- _GIVEN INSTRUCTION_
Please gather every line of the records below that contains the word "yellow", copying each such line in full. Case counts.

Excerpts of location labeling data
********************

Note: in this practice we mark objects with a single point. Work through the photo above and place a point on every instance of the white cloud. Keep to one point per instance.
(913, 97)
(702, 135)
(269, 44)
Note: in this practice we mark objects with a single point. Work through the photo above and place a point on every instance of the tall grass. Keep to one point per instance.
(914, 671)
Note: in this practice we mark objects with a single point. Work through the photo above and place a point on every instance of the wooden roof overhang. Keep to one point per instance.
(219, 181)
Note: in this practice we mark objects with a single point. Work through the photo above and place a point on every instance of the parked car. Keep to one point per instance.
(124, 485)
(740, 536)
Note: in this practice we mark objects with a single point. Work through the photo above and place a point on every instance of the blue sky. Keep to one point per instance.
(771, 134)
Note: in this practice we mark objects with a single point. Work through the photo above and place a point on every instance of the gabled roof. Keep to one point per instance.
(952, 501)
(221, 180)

********************

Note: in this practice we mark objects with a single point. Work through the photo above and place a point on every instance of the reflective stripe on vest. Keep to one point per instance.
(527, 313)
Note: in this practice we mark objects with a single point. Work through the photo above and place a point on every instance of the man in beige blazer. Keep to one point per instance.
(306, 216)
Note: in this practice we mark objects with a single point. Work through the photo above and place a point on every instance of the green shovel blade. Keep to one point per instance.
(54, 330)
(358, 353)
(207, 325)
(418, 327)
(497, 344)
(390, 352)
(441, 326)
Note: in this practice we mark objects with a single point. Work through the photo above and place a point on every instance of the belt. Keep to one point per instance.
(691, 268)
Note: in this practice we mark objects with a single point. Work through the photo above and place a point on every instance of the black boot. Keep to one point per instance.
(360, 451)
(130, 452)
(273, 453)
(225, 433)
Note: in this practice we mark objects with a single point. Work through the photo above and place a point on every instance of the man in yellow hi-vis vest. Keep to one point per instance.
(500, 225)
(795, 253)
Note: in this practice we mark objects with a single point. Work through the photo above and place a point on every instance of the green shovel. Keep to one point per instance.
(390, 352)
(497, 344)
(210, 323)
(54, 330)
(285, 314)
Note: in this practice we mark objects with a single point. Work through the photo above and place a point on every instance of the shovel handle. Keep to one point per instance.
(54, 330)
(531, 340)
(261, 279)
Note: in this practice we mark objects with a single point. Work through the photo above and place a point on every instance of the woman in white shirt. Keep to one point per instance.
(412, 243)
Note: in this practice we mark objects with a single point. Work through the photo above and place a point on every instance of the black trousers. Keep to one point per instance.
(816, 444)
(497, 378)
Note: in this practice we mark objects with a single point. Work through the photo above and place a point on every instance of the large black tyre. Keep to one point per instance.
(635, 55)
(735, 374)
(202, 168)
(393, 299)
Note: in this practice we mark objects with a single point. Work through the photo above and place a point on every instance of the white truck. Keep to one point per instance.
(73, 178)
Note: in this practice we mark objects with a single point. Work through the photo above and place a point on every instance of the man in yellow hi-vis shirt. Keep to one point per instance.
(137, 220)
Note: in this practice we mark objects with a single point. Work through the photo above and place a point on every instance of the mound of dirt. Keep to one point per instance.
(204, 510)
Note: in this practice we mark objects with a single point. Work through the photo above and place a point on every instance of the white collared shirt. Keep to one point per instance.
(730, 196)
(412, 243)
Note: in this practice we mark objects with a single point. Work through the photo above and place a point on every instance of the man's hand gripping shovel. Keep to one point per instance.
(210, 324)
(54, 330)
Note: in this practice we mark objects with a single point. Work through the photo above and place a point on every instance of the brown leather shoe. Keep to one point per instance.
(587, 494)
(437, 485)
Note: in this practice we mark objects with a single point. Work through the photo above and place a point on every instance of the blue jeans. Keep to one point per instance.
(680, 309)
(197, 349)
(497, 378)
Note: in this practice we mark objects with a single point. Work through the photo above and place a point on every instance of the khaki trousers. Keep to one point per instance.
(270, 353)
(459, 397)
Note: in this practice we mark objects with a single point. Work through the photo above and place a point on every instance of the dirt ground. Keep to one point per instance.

********************

- _WRITTEN SOLUTION_
Note: in this practice we mark objects with a single point. Work through the photo above and place a point on every instance of the man in yellow hi-vis vest. Keep to one point per instance.
Note: in this practice we mark objects with a single point. Work through the photo above and place a point on every instance of the man in yellow hi-vis shirt. Keep to one point per instance.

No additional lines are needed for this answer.